*Text extract:*
[START]
But then I'd have to take out loans to pay my taxes which is absurd. I'll have to pay taxes on money that I don't physically have

[–] chebra@mstdn.io 1 points 3 months ago* (last edited 3 months ago) (1 children)

@iopq You asked about rent, not taxes. They actually avoid taxes in this way. And yes, using money they don't physically have is exactly the source of all financial bubbles.

[–] iopq@lemmy.world 1 points 3 months ago (1 children)

I'm saying you can't pay with paper money, you must pay with real money for everything.

I'm not against considering loans against unrealized assets as realization (with stepped up basis) since the person taking out said loan can use it to pay said tax.

[–] bane_killgrind@slrpnk.net 2 points 3 months ago (2 children)

People do this exact thing all the time. Taking on debts to keep cashflow or avoid taxes is normal.

If you are just sitting on unproductive assets instead of realising their value in some way, you are doing the wrong thing.

You should be able to gain revenue from the asset or it wouldn't have appreciating value.

All your comments don't make sense, it's like you just want to take from the economy without giving anything back.

[–] iopq@lemmy.world 0 points 2 months ago (1 children)

I forgot the most obvious example:

If you bought a house for $200,000 and when you retire it's worth $1,000,000 the government shouldn't demand you pay a percentage of your "gain" for the rest of your life or until you are forced to sell it.

[–] bane_killgrind@slrpnk.net 2 points 2 months ago (1 children)
[–] iopq@lemmy.world 0 points 2 months ago (1 children)
[END]
*Provided records:*
[START]
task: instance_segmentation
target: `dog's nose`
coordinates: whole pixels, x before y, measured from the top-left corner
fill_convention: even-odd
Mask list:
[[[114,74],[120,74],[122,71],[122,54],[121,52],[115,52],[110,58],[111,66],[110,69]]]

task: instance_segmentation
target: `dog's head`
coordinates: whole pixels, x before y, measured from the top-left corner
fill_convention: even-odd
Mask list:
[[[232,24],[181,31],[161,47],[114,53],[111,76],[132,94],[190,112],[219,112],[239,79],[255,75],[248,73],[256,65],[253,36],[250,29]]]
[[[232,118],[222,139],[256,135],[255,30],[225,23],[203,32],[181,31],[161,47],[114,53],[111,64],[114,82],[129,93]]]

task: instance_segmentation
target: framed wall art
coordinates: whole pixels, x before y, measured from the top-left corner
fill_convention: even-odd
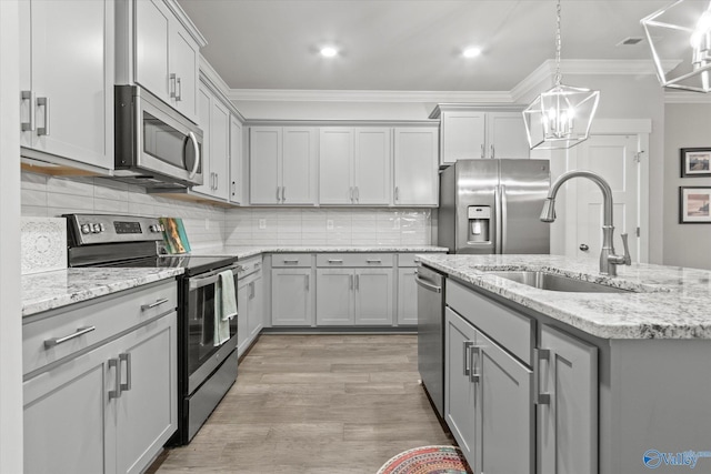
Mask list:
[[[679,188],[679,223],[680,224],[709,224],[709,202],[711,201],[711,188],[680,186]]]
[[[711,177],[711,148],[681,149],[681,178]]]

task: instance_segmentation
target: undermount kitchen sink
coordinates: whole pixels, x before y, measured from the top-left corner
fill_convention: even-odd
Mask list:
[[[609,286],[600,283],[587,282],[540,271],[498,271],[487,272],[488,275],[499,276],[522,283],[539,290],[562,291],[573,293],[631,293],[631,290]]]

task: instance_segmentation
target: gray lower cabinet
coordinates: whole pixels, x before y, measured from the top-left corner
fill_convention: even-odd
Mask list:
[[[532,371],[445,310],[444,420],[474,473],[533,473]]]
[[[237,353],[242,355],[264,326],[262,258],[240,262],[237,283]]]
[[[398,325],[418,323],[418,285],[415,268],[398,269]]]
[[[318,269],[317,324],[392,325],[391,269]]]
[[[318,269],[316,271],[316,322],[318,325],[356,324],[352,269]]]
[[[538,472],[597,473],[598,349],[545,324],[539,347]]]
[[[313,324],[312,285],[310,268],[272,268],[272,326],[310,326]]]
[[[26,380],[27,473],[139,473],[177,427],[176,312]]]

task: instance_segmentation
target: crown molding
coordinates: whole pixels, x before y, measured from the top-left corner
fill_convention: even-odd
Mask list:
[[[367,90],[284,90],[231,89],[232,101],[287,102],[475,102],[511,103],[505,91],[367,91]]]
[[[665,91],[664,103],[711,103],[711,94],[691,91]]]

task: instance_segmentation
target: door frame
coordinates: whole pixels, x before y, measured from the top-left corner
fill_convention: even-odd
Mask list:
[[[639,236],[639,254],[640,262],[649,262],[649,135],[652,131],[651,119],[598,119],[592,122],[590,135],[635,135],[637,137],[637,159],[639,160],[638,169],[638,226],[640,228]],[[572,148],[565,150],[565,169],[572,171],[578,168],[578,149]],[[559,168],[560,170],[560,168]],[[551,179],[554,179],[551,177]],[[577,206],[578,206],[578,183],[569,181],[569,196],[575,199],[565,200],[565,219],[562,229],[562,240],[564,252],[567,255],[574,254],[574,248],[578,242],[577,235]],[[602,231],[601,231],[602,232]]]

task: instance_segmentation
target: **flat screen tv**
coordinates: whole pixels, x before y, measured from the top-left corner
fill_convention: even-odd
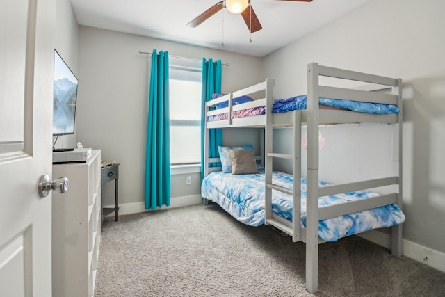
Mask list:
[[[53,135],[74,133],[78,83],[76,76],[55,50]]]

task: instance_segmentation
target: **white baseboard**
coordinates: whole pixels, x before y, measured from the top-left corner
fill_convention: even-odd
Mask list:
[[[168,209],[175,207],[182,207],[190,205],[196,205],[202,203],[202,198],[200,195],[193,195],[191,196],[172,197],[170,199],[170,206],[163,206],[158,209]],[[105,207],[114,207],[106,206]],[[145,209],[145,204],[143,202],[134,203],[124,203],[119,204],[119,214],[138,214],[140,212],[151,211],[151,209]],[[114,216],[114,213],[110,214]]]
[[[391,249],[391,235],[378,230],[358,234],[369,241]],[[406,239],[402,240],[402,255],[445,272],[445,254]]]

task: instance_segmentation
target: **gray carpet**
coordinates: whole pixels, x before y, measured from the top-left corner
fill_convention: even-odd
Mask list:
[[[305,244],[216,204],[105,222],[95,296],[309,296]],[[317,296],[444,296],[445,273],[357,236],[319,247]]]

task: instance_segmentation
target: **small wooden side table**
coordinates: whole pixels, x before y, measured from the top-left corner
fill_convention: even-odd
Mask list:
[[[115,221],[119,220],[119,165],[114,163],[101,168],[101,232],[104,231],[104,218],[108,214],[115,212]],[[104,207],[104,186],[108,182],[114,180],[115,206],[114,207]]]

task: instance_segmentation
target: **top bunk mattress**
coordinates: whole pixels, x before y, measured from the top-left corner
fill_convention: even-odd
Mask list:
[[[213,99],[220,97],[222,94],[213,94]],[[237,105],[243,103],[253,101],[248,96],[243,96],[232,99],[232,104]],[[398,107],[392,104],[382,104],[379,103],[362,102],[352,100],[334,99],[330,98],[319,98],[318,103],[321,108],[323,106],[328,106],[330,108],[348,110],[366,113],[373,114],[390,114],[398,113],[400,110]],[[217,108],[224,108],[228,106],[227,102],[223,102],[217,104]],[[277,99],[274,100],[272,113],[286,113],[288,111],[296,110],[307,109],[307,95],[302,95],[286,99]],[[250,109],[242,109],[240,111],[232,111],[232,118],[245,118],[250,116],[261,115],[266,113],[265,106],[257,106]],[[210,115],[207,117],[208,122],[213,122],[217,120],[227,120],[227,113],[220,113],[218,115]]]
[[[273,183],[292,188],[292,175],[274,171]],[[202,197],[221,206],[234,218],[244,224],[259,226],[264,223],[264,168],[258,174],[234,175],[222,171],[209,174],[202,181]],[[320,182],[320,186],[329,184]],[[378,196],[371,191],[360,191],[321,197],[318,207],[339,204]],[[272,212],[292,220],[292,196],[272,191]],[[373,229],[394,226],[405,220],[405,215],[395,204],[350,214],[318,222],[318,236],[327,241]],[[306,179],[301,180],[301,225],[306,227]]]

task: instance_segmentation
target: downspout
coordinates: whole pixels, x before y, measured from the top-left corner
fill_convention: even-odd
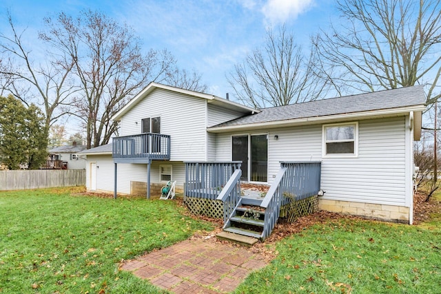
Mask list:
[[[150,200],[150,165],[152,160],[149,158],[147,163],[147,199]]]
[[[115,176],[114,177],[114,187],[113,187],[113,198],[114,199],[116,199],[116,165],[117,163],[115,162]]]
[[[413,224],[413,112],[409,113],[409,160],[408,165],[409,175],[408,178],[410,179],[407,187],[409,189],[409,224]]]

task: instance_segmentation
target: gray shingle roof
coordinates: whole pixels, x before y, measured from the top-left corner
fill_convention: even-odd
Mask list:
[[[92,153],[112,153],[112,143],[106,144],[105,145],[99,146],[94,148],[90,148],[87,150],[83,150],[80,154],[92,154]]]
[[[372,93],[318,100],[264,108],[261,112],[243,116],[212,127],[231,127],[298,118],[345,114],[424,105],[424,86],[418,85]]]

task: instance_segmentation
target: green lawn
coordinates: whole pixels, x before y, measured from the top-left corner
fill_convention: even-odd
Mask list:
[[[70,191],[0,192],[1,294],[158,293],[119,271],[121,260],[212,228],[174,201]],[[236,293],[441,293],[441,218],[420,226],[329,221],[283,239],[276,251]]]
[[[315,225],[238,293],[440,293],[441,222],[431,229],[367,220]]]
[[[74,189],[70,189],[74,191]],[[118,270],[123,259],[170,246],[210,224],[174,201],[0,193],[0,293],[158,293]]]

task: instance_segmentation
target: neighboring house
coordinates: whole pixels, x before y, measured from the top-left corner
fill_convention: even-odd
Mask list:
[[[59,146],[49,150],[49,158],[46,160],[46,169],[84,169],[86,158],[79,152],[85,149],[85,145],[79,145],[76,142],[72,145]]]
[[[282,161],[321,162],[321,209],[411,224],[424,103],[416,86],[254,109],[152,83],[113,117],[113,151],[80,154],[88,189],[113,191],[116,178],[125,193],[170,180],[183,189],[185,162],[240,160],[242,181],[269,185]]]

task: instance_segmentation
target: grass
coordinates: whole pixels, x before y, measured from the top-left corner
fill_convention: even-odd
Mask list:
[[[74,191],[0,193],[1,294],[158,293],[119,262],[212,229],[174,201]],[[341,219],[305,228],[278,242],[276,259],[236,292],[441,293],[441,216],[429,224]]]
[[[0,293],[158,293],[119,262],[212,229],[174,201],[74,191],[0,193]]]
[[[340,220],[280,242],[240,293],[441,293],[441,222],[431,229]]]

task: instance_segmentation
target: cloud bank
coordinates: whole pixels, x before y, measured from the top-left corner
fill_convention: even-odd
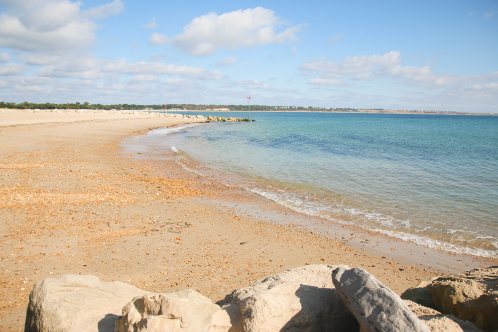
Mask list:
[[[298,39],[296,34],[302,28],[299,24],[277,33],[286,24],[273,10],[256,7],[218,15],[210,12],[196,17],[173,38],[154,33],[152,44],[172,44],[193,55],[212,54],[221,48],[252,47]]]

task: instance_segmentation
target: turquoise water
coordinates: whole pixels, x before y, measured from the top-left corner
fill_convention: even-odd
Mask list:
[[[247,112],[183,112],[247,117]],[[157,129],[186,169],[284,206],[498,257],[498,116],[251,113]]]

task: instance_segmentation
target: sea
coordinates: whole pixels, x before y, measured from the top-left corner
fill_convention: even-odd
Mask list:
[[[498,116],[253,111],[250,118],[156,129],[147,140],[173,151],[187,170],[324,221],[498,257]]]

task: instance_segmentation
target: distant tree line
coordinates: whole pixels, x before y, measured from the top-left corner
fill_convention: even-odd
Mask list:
[END]
*Task description:* Continue the forum thread on taxing unrealized gains from the point where it ends.

*The result:*
You are saying you want to tax retired people with no income just because they have a place to live in. Should we kick them out for nonpayment of said taxes too? Because that's what would happen. It happens in states with property taxes, but now you want to take it national.

This is the problem with leftists. This message would be an extremely bad electoral platform.

[–] bane_killgrind@slrpnk.net 2 points 2 months ago* (last edited 2 months ago) (1 children)

Zero cashflow retirees are not a thing.

ALL states have property tax.

You don't know what you are talking about if you don't understand how taxes are offset and credited. You are just whining about not wanting to participate in society.

Taxes pay for things, go get educated.

[–] iopq@lemmy.world 1 points 2 months ago (1 children)

They have social security and some of them have savings. My mom is planning to retire in West Virginia and she's already planning on selling her current residence to build a house there. She chose a low property tax state on purpose.

At this point she would only receive social security and start to go through her savings to live. You want to start charging her federal taxes the moment her property is worth $1 more than what she bought it for, even though she's on fixed income.

[–] bane_killgrind@slrpnk.net 2 points 2 months ago (1 children)

Yup. And then credit it against standard deduction rates so that 🤡s owning multiple unoccupied homes pay real amounts while your grandmother pays pennies

Like a normal tax system, you doink

[–] iopq@lemmy.world 1 points 2 months ago (1 children)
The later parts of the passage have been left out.